◆ **SOURCE PASSAGE**
--

Advanced Materials
Background
Advanced materials can be defined in many ways. The broadest definition is to refer to all materials that represent advances over the traditional materials that have been used for hundreds or even thousands of years. From this perspective, advanced materials refer to all new materials and modifications to existing materials to obtain superior performance in one or more characteristics that are critical for the application under consideration.
They can also exhibit completely novel properties. Advanced materials typically have properties that are superior to and outperform conventional materials in their applications. The development of advanced materials is associated with the generation of new knowledge and intellectual property (IP). The development of advanced materials can even lead to the design of completely new products. Advanced materials may also be remarkably adaptable.
The advanced materials industry encompasses a full life cycle from materials extraction, primary production, process development and materials characterisation to product fabrication, testing, use and end-of-life waste management and recycling. Supporting activities would include research, design and development, together with skills and standards development.
A more insightful and focused approach to advanced materials is to consider materials that are early in their product and/or technology lifecycle. In other words, there is significant room for growth in terms of the improvement of the performance characteristics (technology lifecycle) and their sales volume (product lifecycle). Examples of these elite of materials include ceramics, glass, metals, composites, semiconductors and polymers.

--

(Pointing data excerpts)
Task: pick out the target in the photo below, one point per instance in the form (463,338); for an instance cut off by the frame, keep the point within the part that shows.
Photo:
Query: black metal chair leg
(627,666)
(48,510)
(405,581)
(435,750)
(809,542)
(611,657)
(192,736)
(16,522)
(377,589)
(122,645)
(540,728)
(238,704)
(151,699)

--

◆ **WORK TO BE COMPLETED**
Extract, word for word, the stretch of the advanced materials passage from "A more insightful" through "semiconductors and polymers.".

◆ **CORRECT ANSWER**
A more insightful and focused approach to advanced materials is to consider materials that are early in their product and/or technology lifecycle. In other words, there is significant room for growth in terms of the improvement of the performance characteristics (technology lifecycle) and their sales volume (product lifecycle). Examples of these elite of materials include ceramics, glass, metals, composites, semiconductors and polymers.